### Short exercise A
Answer these questions about the HOWTO on integrating PVM into SGE below:
(i) Which versions of PVM and SGE does it target?
(ii) Under Tight Integration, what handles the startups of the daemons on the slave nodes?
(iii) Which laboratory does the PVM framework come from?

### Text to read

/---

Topic:
Loose and tight integration of the PVM library into SGE.
Author:
Reuti, reuti__at__staff.uni-marburg.de; Philipps-University of Marburg, Germany
Version:
1.0 -- 2005-03-26 Initial release, comments and corrections are welcome
Contents:
Note:
This HOWTO complements the information contained in the $SGE_ROOT/pvm directory of the Grid Engine distribution.
The original included files for the PVM integration offer only a loose integration of PVM into SGE. This means, that the necessary daemons (which build up the PVM), will neither be under control of SGE, nor that all files on the slave nodes (created by PVM for its internal management) will be correctly deleted in case of a job abort. Also the accounting will not be correct, as the via rsh started PVM daemons on the slave nodes are not related in any way to SGE.With Tight Integration on the other hand, you will have all this, plus that there is also no need to have rsh between the nodes enabled, as all startups of the daemons on the slave nodes are handled by the built-in qrsh of SGE.
Configuration of SGE with qconf or the GUIYou should already know how to change settings in SGE, like to setup and change a queue definition or the entries in the PE configuration. Additional information about queues and parallel interfaces you can get from the man pages "queue_conf" and "sge_pe" of SGE (make sure the SGE man pages are defined in your $MANPATH).
Target platform
This Howto targets the PVM version 3.4.5 on SGE 6.0. Some new platforms were added in the necessary build step while creating the supporting start_pvm and stop_pvm programs. The other three included programs are only examples, and not needed for the integration. For users of SGE 5.3, a backport is also available.
PVM
The PVM (Parallel Virtual Machine) is a framework from the Oak Ridge National Laboratory (http://www.csm.ornl.gov/pvm/pvm_home.html) and provides an interface for parallel programs, which allows the MPMD (multiple program multiple data) paradigm. Before you start with the integration of PVM into SGE, you should already be familiar with the operation of PVM outside SGE, like starting the daemons and requesting information about the started virtual machine from the pvm-console. Although this is not directly necessary for the integration into SGE, it will ease the understanding of the applied configurations (and detection of failures in operation in case that something went wrong). There isn't any patch or modification necessary to the original distribution of PVM.

\---

### Short exercise B
Rename "locate object" to "detect object" in the records, from the first line of the records down through the line containing "top-left (63, 0), bottom-right (327, 178)", with all else unchanged. Give back only those lines.

### Records from a data source

/---

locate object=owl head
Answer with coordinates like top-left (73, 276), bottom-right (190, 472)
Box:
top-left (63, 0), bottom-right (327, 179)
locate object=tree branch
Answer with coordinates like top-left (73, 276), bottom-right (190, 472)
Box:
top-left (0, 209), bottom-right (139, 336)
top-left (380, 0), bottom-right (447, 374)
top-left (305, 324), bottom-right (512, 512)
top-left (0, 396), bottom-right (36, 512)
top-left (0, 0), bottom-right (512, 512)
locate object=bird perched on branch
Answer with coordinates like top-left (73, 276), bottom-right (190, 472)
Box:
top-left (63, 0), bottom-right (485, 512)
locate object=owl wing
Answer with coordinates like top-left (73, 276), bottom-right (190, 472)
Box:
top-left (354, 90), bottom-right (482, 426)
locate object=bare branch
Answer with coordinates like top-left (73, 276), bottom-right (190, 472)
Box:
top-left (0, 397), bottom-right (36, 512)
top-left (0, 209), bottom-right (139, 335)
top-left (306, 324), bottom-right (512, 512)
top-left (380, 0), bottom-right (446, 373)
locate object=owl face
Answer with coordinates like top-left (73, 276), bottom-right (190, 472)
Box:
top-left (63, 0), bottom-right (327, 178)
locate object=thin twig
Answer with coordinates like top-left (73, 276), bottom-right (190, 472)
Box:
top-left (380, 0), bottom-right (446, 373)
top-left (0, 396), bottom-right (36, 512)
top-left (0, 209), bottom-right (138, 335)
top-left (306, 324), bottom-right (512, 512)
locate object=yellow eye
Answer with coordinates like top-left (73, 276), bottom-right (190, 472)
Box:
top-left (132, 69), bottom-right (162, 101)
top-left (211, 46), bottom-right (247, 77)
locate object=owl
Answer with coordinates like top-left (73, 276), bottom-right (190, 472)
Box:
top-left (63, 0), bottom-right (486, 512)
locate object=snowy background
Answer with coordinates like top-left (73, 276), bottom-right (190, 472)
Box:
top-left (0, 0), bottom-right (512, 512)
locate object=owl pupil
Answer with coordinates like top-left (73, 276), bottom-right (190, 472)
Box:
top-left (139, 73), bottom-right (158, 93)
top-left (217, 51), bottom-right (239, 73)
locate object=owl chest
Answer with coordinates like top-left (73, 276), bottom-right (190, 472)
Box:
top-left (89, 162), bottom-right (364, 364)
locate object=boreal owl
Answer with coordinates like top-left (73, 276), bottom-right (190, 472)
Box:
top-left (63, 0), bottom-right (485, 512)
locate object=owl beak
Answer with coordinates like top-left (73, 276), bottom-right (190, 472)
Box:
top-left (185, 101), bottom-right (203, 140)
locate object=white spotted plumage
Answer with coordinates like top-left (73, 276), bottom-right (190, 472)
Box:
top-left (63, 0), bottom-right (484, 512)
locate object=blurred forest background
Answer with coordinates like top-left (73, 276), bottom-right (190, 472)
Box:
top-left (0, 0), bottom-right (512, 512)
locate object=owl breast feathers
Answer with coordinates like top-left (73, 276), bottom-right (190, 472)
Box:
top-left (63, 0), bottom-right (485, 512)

\---

### Exercise answer A
(i) PVM version 3.4.5 on SGE 6.0.
(ii) The built-in qrsh of SGE.
(iii) The Oak Ridge National Laboratory.

### Exercise answer B
detect object=owl head
Answer with coordinates like top-left (73, 276), bottom-right (190, 472)
Box:
top-left (63, 0), bottom-right (327, 179)
detect object=tree branch
Answer with coordinates like top-left (73, 276), bottom-right (190, 472)
Box:
top-left (0, 209), bottom-right (139, 336)
top-left (380, 0), bottom-right (447, 374)
top-left (305, 324), bottom-right (512, 512)
top-left (0, 396), bottom-right (36, 512)
top-left (0, 0), bottom-right (512, 512)
detect object=bird perched on branch
Answer with coordinates like top-left (73, 276), bottom-right (190, 472)
Box:
top-left (63, 0), bottom-right (485, 512)
detect object=owl wing
Answer with coordinates like top-left (73, 276), bottom-right (190, 472)
Box:
top-left (354, 90), bottom-right (482, 426)
detect object=bare branch
Answer with coordinates like top-left (73, 276), bottom-right (190, 472)
Box:
top-left (0, 397), bottom-right (36, 512)
top-left (0, 209), bottom-right (139, 335)
top-left (306, 324), bottom-right (512, 512)
top-left (380, 0), bottom-right (446, 373)
detect object=owl face
Answer with coordinates like top-left (73, 276), bottom-right (190, 472)
Box:
top-left (63, 0), bottom-right (327, 178)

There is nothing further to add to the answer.